# Input for this task
/---
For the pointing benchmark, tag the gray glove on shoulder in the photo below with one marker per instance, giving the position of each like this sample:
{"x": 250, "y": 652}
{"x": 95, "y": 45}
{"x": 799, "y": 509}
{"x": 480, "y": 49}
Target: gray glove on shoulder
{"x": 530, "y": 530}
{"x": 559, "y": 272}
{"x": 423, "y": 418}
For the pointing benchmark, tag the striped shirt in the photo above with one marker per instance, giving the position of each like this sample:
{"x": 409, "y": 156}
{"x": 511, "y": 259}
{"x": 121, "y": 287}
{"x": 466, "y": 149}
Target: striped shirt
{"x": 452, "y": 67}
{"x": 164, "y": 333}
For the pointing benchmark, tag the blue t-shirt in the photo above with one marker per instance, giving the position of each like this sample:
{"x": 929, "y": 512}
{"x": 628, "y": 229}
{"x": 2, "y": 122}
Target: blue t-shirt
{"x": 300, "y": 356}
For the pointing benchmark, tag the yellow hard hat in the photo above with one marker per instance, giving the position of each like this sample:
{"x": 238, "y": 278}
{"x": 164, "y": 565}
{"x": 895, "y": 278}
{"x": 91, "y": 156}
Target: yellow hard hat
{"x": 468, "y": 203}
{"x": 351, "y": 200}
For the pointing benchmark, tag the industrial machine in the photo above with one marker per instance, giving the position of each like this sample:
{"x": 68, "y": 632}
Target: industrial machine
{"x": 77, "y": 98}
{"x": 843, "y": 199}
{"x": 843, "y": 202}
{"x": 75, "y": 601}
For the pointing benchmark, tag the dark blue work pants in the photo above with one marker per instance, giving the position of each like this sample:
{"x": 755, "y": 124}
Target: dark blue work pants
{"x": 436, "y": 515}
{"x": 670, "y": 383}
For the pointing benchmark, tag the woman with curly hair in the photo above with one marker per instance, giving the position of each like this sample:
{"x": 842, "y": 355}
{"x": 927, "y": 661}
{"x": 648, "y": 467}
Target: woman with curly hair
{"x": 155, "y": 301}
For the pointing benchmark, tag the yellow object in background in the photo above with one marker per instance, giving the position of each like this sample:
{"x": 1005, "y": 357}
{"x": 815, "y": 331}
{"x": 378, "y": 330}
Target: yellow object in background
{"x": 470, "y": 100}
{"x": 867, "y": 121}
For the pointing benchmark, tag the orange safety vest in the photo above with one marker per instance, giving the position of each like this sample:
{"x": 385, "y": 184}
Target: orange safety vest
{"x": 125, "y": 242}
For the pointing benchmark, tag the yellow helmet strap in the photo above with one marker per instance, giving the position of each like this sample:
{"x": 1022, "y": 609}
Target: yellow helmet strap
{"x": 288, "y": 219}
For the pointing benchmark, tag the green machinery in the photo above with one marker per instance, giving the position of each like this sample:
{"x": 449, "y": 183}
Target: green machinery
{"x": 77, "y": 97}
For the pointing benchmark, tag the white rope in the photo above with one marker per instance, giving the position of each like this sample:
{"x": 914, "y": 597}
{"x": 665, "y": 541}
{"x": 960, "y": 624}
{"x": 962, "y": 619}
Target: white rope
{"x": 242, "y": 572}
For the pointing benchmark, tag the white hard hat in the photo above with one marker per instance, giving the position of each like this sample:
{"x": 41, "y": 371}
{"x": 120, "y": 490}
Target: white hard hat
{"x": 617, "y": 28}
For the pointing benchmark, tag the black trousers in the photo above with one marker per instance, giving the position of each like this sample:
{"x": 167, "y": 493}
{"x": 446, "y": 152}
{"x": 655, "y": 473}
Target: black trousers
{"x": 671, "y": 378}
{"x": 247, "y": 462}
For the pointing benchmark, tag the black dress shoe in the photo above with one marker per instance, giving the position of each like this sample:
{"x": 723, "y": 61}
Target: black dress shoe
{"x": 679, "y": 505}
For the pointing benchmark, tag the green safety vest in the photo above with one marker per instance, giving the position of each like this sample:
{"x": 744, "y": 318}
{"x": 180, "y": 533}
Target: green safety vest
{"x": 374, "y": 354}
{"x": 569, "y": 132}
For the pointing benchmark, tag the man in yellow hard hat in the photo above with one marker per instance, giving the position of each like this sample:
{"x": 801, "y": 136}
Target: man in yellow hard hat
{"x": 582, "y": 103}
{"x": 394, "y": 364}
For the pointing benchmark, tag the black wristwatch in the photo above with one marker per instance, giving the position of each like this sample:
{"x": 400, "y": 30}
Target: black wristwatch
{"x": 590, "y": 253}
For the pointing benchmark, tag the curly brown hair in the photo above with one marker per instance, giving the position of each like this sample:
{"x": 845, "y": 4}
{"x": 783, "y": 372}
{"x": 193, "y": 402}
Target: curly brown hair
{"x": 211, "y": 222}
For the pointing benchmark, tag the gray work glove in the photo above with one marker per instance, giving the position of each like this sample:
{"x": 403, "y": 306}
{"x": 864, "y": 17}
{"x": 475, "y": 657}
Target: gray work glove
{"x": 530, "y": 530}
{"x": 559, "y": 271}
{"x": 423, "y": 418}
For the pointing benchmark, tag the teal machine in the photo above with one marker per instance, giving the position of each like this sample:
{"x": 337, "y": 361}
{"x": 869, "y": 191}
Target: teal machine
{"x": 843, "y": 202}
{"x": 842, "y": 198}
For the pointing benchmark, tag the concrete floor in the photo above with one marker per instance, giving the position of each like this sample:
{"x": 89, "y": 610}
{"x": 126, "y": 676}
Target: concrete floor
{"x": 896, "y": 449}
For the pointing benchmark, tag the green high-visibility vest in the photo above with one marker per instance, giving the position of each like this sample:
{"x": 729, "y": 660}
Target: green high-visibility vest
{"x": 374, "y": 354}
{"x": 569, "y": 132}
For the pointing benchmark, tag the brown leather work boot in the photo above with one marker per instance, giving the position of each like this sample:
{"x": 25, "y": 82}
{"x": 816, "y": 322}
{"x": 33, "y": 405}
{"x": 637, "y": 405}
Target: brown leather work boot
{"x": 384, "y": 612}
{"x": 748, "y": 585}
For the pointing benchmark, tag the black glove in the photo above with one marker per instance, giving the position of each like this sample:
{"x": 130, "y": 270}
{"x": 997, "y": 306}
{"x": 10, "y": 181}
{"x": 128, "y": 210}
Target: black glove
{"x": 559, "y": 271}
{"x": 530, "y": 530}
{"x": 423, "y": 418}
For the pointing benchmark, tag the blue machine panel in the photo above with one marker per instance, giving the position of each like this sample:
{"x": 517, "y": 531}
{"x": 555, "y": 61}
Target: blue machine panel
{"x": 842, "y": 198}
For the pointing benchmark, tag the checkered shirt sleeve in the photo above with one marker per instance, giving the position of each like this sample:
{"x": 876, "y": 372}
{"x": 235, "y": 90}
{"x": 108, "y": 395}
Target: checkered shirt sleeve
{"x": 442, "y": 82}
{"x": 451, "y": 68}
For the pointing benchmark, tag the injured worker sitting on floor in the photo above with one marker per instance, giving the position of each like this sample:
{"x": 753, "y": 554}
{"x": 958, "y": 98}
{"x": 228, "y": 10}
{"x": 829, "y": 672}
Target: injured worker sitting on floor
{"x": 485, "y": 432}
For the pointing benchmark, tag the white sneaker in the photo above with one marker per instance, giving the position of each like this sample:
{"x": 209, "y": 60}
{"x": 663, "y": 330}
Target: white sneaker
\---
# Problem details
Copy out every line from the one containing "For the pointing benchmark, tag the brown" to the end of the material, both ends included.

# Task result
For the pointing benchmark, tag the brown leather work boot in the photo above with one marker per instance, giving the position of each like this sample:
{"x": 25, "y": 82}
{"x": 816, "y": 322}
{"x": 33, "y": 405}
{"x": 637, "y": 405}
Target: brown leather work boot
{"x": 384, "y": 612}
{"x": 748, "y": 585}
For the pointing benchmark, tag the black glove in the photo above with one marker per instance, giving the position of each like this sample:
{"x": 130, "y": 270}
{"x": 997, "y": 306}
{"x": 10, "y": 181}
{"x": 128, "y": 210}
Target: black glove
{"x": 559, "y": 271}
{"x": 530, "y": 530}
{"x": 423, "y": 418}
For the pointing benchmark, tag the blue machine panel in the photo above with one marker per instance, giving the position of each like this sample:
{"x": 517, "y": 531}
{"x": 555, "y": 61}
Target: blue machine panel
{"x": 842, "y": 198}
For the pointing benchmark, tag the checkered shirt sleeve in the photo above with one marker per instance, giving the position of each like this sample:
{"x": 876, "y": 372}
{"x": 235, "y": 90}
{"x": 108, "y": 395}
Target: checkered shirt sleeve
{"x": 442, "y": 82}
{"x": 451, "y": 68}
For the pointing benchmark, tag the injured worker sitting on floor in the photo above with one marker per instance, giving the position of each like this sample:
{"x": 753, "y": 554}
{"x": 958, "y": 98}
{"x": 228, "y": 10}
{"x": 829, "y": 672}
Target: injured worker sitting on floor
{"x": 485, "y": 432}
For the pointing benchmark, tag the white sneaker in the photo above with one marker per instance, giving the position of each like this sample:
{"x": 209, "y": 60}
{"x": 663, "y": 330}
Target: white sneaker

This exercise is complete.